Problem requirements: Go through the listing and write out all of it exactly.

Records provided:
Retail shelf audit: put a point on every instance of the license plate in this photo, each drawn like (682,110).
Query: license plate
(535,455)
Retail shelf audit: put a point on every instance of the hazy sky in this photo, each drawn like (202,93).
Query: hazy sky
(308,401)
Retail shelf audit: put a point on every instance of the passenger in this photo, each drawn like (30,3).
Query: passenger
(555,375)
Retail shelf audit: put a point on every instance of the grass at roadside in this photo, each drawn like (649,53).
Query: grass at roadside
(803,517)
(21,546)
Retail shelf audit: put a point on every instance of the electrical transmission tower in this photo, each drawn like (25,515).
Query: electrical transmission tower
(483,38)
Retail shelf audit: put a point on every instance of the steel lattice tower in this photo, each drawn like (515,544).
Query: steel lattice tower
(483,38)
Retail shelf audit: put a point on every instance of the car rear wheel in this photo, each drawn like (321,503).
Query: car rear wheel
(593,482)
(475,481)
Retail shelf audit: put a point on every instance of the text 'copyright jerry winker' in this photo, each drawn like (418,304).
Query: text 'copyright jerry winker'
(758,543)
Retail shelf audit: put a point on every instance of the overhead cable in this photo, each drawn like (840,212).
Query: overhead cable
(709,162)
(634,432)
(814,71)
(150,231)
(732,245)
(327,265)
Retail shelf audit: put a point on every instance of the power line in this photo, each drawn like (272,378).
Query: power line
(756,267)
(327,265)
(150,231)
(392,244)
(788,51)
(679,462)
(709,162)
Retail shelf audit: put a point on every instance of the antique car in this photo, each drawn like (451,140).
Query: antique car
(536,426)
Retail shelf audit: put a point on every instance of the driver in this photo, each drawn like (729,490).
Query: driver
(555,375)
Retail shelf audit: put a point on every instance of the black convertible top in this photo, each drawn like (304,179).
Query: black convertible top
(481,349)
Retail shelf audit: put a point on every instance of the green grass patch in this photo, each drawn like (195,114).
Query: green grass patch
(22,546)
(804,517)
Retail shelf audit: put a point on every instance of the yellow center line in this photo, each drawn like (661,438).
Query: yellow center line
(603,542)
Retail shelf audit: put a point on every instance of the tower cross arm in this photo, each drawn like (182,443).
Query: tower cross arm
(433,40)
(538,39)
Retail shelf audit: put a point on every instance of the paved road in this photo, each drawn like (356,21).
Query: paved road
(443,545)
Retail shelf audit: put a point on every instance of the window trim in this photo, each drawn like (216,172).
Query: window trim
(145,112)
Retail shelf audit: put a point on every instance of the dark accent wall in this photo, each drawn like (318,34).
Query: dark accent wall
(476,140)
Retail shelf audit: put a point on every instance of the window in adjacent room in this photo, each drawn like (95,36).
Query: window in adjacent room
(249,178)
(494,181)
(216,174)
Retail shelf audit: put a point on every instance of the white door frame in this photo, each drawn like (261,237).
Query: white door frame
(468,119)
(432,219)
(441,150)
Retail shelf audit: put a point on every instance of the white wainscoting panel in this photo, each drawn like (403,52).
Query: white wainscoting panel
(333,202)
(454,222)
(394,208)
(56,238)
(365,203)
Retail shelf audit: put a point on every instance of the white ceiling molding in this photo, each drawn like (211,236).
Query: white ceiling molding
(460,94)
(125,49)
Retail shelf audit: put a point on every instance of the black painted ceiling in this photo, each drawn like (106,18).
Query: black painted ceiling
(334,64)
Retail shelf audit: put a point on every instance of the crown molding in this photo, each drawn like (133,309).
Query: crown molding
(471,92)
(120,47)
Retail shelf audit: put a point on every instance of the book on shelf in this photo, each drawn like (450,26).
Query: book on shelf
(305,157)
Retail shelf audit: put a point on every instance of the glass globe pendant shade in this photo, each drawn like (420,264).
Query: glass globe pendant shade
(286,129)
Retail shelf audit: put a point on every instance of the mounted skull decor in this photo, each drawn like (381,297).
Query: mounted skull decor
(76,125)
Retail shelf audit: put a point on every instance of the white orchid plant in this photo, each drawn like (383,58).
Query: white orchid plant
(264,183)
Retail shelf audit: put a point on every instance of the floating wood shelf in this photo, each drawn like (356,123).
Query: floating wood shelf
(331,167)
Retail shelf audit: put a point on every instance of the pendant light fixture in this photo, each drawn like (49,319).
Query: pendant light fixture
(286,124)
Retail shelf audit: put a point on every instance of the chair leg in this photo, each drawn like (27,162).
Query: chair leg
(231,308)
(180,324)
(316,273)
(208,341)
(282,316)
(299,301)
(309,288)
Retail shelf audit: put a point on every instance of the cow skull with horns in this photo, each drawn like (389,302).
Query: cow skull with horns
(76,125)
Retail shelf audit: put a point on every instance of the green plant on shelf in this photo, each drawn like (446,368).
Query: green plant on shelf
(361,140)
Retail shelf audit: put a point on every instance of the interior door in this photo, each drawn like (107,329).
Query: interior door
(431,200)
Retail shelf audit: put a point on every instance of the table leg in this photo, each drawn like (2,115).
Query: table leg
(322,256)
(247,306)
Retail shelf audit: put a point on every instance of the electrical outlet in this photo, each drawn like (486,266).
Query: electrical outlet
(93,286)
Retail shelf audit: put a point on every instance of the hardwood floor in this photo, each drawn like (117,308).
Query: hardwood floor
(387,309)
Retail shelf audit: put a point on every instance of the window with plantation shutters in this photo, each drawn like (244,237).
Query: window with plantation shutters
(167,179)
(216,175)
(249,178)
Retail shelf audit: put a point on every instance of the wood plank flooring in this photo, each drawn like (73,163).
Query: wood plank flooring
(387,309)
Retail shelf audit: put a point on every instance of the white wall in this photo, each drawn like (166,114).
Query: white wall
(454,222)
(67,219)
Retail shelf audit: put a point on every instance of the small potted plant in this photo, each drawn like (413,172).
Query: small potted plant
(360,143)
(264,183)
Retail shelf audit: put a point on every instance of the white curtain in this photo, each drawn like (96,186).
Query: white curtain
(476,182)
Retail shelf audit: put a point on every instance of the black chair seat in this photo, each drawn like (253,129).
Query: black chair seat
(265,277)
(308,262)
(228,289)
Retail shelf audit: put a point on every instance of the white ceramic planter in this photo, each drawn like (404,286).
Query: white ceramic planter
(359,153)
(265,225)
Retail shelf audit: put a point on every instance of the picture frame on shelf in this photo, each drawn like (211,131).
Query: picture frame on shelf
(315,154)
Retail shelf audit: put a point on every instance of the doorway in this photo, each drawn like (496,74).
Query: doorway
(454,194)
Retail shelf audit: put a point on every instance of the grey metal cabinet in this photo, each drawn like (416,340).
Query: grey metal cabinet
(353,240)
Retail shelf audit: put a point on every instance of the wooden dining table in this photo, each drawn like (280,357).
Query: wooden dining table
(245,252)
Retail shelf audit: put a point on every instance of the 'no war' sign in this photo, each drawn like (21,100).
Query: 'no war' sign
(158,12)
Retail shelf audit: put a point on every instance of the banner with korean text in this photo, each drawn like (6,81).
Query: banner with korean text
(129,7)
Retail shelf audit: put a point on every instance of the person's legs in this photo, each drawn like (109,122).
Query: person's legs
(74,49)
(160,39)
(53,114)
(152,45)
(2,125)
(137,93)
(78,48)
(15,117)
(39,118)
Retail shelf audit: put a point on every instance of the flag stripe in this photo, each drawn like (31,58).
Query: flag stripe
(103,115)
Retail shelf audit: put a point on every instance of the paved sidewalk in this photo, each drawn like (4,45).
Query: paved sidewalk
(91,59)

Final result:
Retail shelf audit: put a point on every instance of the license plate in this photo, each drawn like (682,110).
Query: license plate
(535,455)
Retail shelf audit: put a point on every instance of the hazy sky in this photo, each drawn like (202,93).
Query: hazy sky
(308,401)
Retail shelf audit: put a point on every instance of the passenger in this photo, each drawn like (30,3).
Query: passenger
(555,375)
Retail shelf audit: put a point on every instance of the grass at roadside in this photo, each drawn like (649,53).
Query: grass at roadside
(803,517)
(21,546)
Retail shelf audit: put a point on every instance of the electrical transmission tower in this photo, each drawn like (25,515).
Query: electrical transmission tower
(483,38)
Retail shelf audit: put a point on every instance of the steel lattice tower in this photo, each drawn like (515,544).
Query: steel lattice tower
(483,38)
Retail shelf audit: put a point on every instance of the car rear wheel in this photo, each drawn like (321,503).
Query: car rear wheel
(593,482)
(475,481)
Retail shelf audit: put a point on every instance of the text 'copyright jerry winker' in this photo, each drawn like (418,304).
Query: text 'copyright jerry winker'
(758,543)
Retail shelf audit: put a point on every instance of the overhead cable in this photo, each drawn like (840,212).
Query: overhead cable
(709,162)
(634,432)
(814,71)
(150,231)
(732,245)
(327,265)
Retail shelf audit: put a point on every instance of the power line in this photo, each drawn like (272,378).
Query: power line
(756,267)
(327,265)
(150,231)
(392,244)
(788,51)
(679,462)
(709,162)
Retail shelf audit: put a point on every instance of the antique car in this photo, each drawn like (451,140).
Query: antique car
(536,426)
Retail shelf audit: put a point on every instance of the driver in this photo, each drawn like (729,490).
Query: driver
(555,375)
Retail shelf audit: put a point on every instance of the black convertible top in this photo, each drawn like (304,179).
Query: black convertible top
(481,349)
Retail shelf audit: put a point on every instance of the green grass patch in this photo, each drawn like (195,114).
Query: green grass patch
(22,546)
(804,517)
Retail shelf audit: put a point on every instance of the yellow center line in this photo, each drawn like (661,438).
Query: yellow center line
(603,542)
Retail shelf audit: put a point on every instance of the tower cross arm in this photo, each drawn like (182,443).
Query: tower cross arm
(433,40)
(538,39)
Retail shelf audit: put a point on every instance of the paved road in this photo, each drawn like (356,21).
Query: paved road
(443,545)
Retail shelf audit: put a point on every instance of the window trim in this photo, each drawn like (216,172).
Query: window trim
(145,112)
Retail shelf audit: put a point on every instance of the dark accent wall in this photo, each drawn like (318,34).
Query: dark accent wall
(476,140)
Retail shelf audit: put a point on every instance of the window in adjacent room in this photo, each drawn like (95,36).
Query: window in adjacent room
(249,178)
(494,181)
(216,174)
Retail shelf audit: put a point on every instance of the white door frame in this photo, each drawn like (261,237).
Query: white door frame
(468,119)
(432,219)
(441,150)
Retail shelf audit: put a point on every instance of the white wainscoting panel in this photo, each drawn like (403,52).
Query: white wainscoting panel
(333,202)
(454,222)
(394,208)
(56,238)
(365,203)
Retail shelf audit: put a point on every instance of the white ceiling molding in this photo, each drawn like (211,236).
Query: white ceiling molding
(460,94)
(125,49)
Retail shelf audit: put a point on every instance of the black painted ceiling in this photo, each drawn like (106,18).
Query: black painted ceiling
(334,64)
Retail shelf audit: put a point on every instance of the crown molding in this photo, each drawn like (133,309).
Query: crown molding
(471,92)
(120,47)
Retail shelf audit: put a point on every instance of the book on shelf in this photo, each drawn like (450,26).
Query: book on shelf
(305,157)
Retail shelf audit: put a point on every instance of the glass globe pendant shade in this photo, each drawn like (420,264).
Query: glass globe pendant shade
(286,129)
Retail shelf audit: put a point on every instance of the mounted skull decor in this photo, each drawn like (381,297).
Query: mounted skull decor
(76,125)
Retail shelf audit: put a point on every instance of the white orchid plant in this photo, each drawn like (383,58).
Query: white orchid plant
(264,183)
Retail shelf audit: put a point on every instance of the floating wood shelf in this photo, each drawn like (356,123).
Query: floating wood shelf
(331,167)
Retail shelf audit: put a point on every instance of the pendant light fixture in this photo, each drawn like (49,319).
Query: pendant light fixture
(286,124)
Retail shelf audit: put a point on every instance of the chair leg in this photo, each drawn like (27,162).
Query: chair leg
(231,308)
(180,324)
(316,273)
(208,341)
(282,316)
(299,301)
(309,288)
Retail shelf audit: put a point on every instance of the cow skull with horns in this photo, each drawn like (389,302).
Query: cow skull with horns
(76,125)
Retail shelf audit: put a point on every instance of the green plant on shelf in this photo, each drawn like (446,368).
Query: green plant on shelf
(361,140)
Retail shelf audit: put a point on every instance of the interior door in this photo, each drawn like (107,329).
Query: interior door
(431,200)
Retail shelf audit: put a point on every instance of the table leg in this photo, each drawn like (2,115).
Query: table leg
(322,256)
(247,306)
Retail shelf audit: put a point on every instance of the electrical outlet in this photo, each drawn like (486,266).
Query: electrical outlet
(93,286)
Retail shelf audit: put a point on every instance of the hardwood floor in this photo, each drawn like (117,308).
Query: hardwood floor
(387,309)
Retail shelf audit: put a point on every instance of the window with plantation shutters in this photo, each drawn like (244,237).
Query: window with plantation shutters
(167,179)
(216,175)
(249,178)
Retail shelf audit: put a point on every instance of the wood plank flooring in this photo, each drawn like (73,163).
Query: wood plank flooring
(387,309)
Retail shelf audit: put a point on every instance of the white wall in this photo, each drawn like (166,114).
Query: white wall
(454,222)
(67,219)
Retail shelf audit: put a point on every instance of the small potted plant in this photo, each drawn like (413,172).
Query: small potted plant
(360,143)
(264,183)
Retail shelf audit: put a point on every instance of the white curtain in this photo, each drawn like (96,186).
Query: white curtain
(476,182)
Retail shelf audit: put a point on every instance of the black chair seat in this photo, each drawn like (253,129).
Query: black chair seat
(265,277)
(308,262)
(228,289)
Retail shelf audit: put a point on every instance of the white ceramic planter in this photo, each drawn like (404,286).
Query: white ceramic planter
(359,153)
(265,225)
Retail shelf audit: put a point on every instance of the picture frame on shelf in this photo, each drawn like (211,131).
Query: picture frame on shelf
(315,154)
Retail shelf audit: put a point on every instance of the doorway in this photo, each drawn like (496,74).
Query: doorway
(454,194)
Retail shelf audit: put a point on every instance of the grey metal cabinet in this photo, each drawn like (416,340).
Query: grey metal cabinet
(353,240)
Retail shelf audit: put a point on every instance of the wooden dining table in this photo, each drawn like (280,357).
Query: wooden dining table
(245,252)
Retail shelf audit: put a point on every instance of the 'no war' sign in this photo, each drawn like (21,100).
Query: 'no war' sign
(158,12)
Retail shelf audit: put a point on every instance of the banner with korean text in this photo, each drawn like (6,81).
Query: banner with korean text
(129,7)
Retail shelf audit: put a point on every instance of the person's legs in this photo, each drawn like (109,122).
Query: person's legs
(74,49)
(160,39)
(53,114)
(152,45)
(2,125)
(137,93)
(78,48)
(15,117)
(39,118)
Retail shelf audit: put a point on every instance of the flag stripe in this photo, each drawn like (31,58).
Query: flag stripe
(103,115)
Retail shelf audit: put a point on every instance of the paved sidewalk in this photo, each drawn like (4,45).
Query: paved sidewalk
(91,59)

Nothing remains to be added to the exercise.